[Saved entries]

━━━━━━━━━━━━━━━━━━━━━━━━━━━━━━

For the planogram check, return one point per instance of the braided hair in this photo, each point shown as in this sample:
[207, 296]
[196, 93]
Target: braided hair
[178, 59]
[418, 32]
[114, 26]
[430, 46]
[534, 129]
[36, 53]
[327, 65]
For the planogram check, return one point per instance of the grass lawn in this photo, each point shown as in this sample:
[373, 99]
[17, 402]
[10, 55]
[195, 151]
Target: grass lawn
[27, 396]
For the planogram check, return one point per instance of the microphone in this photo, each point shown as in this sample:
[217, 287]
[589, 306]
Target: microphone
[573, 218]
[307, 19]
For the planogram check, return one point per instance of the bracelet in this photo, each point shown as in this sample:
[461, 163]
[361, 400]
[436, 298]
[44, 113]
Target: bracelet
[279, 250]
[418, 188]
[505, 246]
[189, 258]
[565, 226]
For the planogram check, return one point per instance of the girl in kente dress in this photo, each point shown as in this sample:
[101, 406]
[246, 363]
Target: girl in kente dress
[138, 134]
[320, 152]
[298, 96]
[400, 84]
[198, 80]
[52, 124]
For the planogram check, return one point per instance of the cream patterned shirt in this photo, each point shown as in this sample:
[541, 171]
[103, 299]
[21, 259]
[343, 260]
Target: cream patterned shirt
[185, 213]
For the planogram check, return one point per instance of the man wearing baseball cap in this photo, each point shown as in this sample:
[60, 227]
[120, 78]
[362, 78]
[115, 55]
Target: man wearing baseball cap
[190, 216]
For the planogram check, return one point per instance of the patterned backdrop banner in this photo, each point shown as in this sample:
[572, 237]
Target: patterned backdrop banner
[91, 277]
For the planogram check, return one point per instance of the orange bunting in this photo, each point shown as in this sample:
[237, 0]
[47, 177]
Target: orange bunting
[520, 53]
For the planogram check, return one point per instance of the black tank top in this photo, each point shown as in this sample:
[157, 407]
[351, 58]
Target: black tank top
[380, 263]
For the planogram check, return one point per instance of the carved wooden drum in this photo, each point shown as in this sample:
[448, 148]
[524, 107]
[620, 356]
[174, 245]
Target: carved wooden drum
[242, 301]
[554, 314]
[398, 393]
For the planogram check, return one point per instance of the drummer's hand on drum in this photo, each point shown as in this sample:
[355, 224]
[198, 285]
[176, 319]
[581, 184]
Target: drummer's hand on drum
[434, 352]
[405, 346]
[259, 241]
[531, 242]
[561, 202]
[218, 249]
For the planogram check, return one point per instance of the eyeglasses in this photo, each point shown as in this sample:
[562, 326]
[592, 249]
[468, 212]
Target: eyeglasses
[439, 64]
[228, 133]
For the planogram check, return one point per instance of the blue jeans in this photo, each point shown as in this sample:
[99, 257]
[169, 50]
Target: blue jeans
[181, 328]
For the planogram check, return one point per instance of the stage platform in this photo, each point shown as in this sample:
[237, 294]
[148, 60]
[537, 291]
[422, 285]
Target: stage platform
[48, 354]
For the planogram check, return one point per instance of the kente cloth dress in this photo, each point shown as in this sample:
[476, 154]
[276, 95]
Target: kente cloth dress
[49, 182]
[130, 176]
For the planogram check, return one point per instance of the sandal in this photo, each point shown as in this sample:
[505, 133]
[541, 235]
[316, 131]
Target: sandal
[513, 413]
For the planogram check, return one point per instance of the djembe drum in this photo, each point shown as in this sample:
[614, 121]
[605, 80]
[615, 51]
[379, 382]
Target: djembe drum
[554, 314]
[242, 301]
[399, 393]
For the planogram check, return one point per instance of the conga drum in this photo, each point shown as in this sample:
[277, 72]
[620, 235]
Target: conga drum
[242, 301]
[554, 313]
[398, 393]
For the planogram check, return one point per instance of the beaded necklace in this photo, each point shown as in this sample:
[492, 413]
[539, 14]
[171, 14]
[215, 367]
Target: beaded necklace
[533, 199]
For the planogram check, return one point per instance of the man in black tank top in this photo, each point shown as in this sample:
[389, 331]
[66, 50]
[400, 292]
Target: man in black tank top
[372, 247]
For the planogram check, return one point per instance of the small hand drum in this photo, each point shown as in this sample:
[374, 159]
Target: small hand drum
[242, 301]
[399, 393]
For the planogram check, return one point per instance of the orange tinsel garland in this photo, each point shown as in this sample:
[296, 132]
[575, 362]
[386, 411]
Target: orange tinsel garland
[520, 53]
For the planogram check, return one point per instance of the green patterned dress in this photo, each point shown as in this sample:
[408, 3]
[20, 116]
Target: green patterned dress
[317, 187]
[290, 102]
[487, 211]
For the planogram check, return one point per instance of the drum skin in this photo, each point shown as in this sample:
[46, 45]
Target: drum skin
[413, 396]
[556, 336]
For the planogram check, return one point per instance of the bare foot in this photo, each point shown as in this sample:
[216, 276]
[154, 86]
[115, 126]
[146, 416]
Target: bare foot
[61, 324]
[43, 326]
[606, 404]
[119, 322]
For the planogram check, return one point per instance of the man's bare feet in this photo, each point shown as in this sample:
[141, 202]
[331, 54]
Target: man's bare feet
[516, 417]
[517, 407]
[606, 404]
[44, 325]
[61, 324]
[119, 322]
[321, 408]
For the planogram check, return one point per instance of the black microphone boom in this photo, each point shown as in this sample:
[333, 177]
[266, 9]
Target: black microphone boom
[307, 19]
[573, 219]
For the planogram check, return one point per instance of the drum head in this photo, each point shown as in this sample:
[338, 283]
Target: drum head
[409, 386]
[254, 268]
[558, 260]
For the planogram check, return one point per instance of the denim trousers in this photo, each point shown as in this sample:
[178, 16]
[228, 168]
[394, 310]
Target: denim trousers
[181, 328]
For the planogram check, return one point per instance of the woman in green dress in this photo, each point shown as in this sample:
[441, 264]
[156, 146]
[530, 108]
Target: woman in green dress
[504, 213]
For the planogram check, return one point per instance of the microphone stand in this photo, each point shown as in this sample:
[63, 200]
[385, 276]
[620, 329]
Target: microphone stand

━━━━━━━━━━━━━━━━━━━━━━━━━━━━━━

The entries above must each be repeated exactly.

## Output for this exercise
For the planogram check, return one point per instance of the braided hair in this photo, each point shown as in this sample:
[207, 296]
[196, 93]
Target: braided hair
[178, 59]
[418, 32]
[114, 26]
[430, 46]
[534, 129]
[36, 53]
[327, 65]
For the planogram check, return one point per instance of the grass lawn in this photo, each point shown as in this sample:
[373, 99]
[17, 402]
[10, 55]
[195, 151]
Target: grass lawn
[27, 396]
For the planogram check, return one point per instance of the microphone in this photo, each point shown as in this sample:
[217, 287]
[589, 306]
Target: microphone
[573, 218]
[307, 19]
For the planogram check, return one point per instance of the bracelet in this photo, each point shown as in this sample:
[461, 163]
[361, 400]
[436, 298]
[44, 113]
Target: bracelet
[279, 250]
[418, 188]
[505, 246]
[189, 258]
[565, 226]
For the planogram check, return one point per instance of the girl in kente dress in this photo, each point shown as in this sample:
[101, 406]
[246, 363]
Target: girl in kente dress
[138, 134]
[320, 152]
[298, 96]
[400, 84]
[198, 80]
[52, 124]
For the planogram check, return one point per instance of the cream patterned shirt in this photo, each point shown as in this sample:
[541, 171]
[103, 299]
[21, 259]
[343, 260]
Target: cream patterned shirt
[185, 213]
For the planogram check, return one point per instance of the man wearing baseball cap in this photo, each point shown as in this sample:
[60, 227]
[120, 78]
[362, 78]
[115, 55]
Target: man wearing baseball cap
[190, 216]
For the planogram check, return one point per instance of the patterned backdrop banner in this photo, each point shown as in this sample:
[572, 237]
Target: patterned backdrop banner
[91, 277]
For the planogram check, return one point per instance of the orange bunting in this photo, each point shown as in this sample:
[237, 0]
[47, 177]
Target: orange bunting
[520, 53]
For the planogram check, return one point per instance of the black tank top in this photo, each point shown as in this sample:
[157, 407]
[351, 58]
Target: black tank top
[380, 263]
For the planogram check, return one point per instance of the carved wooden drum in this photo, each point shown as in this sample:
[448, 148]
[524, 107]
[620, 356]
[174, 245]
Target: carved wooden drum
[242, 301]
[554, 314]
[398, 393]
For the planogram check, return one point per instance of the drummer's hand on drum in this photo, each point shown as in this sample:
[355, 224]
[198, 285]
[176, 319]
[581, 184]
Target: drummer's hand on drum
[434, 352]
[405, 346]
[259, 241]
[531, 242]
[561, 202]
[218, 249]
For the planogram check, return one point per instance of the eyeglasses in this photo, each point shown as in this sample:
[562, 326]
[592, 249]
[468, 212]
Target: eyeglasses
[439, 64]
[228, 133]
For the planogram check, return one point per instance of the blue jeans in this photo, each point shown as in this sample:
[99, 257]
[169, 50]
Target: blue jeans
[181, 328]
For the planogram check, return one point per instance of the stage platform in this photo, each point shown as in this sample:
[237, 294]
[148, 60]
[537, 291]
[422, 285]
Target: stage platform
[48, 354]
For the planogram check, return one point per instance of the kente cloth dress in this photo, each point shown as in this sample:
[476, 154]
[276, 95]
Target: kente cloth dress
[49, 182]
[130, 176]
For the planogram check, return one point per instance of the sandal in this photo, each point shown as in this sample:
[505, 133]
[541, 235]
[316, 131]
Target: sandal
[513, 413]
For the planogram check, return one point per instance of the djembe drum in this photo, each point shown as in this sample:
[614, 121]
[605, 80]
[615, 51]
[379, 382]
Target: djembe drum
[554, 314]
[242, 301]
[399, 393]
For the planogram check, return one point per instance of the conga drum in this photo, each point shown as in this sample:
[277, 72]
[620, 235]
Target: conga drum
[242, 301]
[554, 313]
[398, 393]
For the planogram check, return one point per instance of the beaded necklace in this photo, each point shown as in this sample:
[492, 413]
[539, 14]
[171, 14]
[215, 367]
Target: beaded necklace
[533, 199]
For the planogram check, return one point per instance of the man in black tank top in this photo, each point shown as in this sample:
[389, 331]
[66, 50]
[400, 292]
Target: man in black tank top
[372, 247]
For the planogram check, return one point per instance of the small hand drum in this photo, each point shown as in this sample:
[374, 159]
Target: small hand drum
[242, 301]
[399, 393]
For the planogram check, return one point per instance of the orange tinsel garland in this photo, each point shown as in this sample:
[296, 132]
[575, 362]
[386, 411]
Target: orange tinsel garland
[520, 53]
For the planogram check, return one point per instance of the green patterned dress in this photo, each point shown as in this sample:
[408, 3]
[20, 116]
Target: green patterned dress
[317, 187]
[290, 102]
[487, 211]
For the planogram check, return one point per instance of the drum skin in this photo, each point shown as in this sample:
[46, 45]
Target: drum skin
[413, 396]
[556, 336]
For the planogram check, return one point per instance of the bare foot in this photo, each point shown as in this sample:
[216, 276]
[154, 86]
[115, 126]
[146, 416]
Target: bare foot
[61, 324]
[43, 326]
[606, 404]
[119, 322]
For the planogram check, return one point per instance of the man's bare feet in this photo, each point shown as in this sample:
[141, 202]
[331, 54]
Target: man's bare feet
[516, 417]
[517, 407]
[606, 404]
[44, 325]
[61, 324]
[119, 322]
[321, 408]
For the planogram check, return one point per instance of the black microphone boom in this photo, each point shown as in this sample:
[333, 177]
[266, 9]
Target: black microphone boom
[307, 19]
[573, 219]
For the planogram check, return one point per instance of the drum head in this photo, each point shown as in this sample:
[338, 283]
Target: drum head
[409, 386]
[254, 268]
[558, 260]
For the planogram check, return one point per instance of the denim trousers in this photo, each point shown as in this sample:
[178, 16]
[228, 168]
[394, 310]
Target: denim trousers
[181, 328]
For the planogram check, return one point per instance of the woman in green dress in this photo, each point shown as in this sample:
[441, 264]
[156, 146]
[530, 108]
Target: woman in green dress
[504, 213]
For the planogram check, return one point per instance of the microphone stand in this photo, each point shown as in this sample:
[63, 200]
[385, 276]
[620, 329]
Target: microphone stand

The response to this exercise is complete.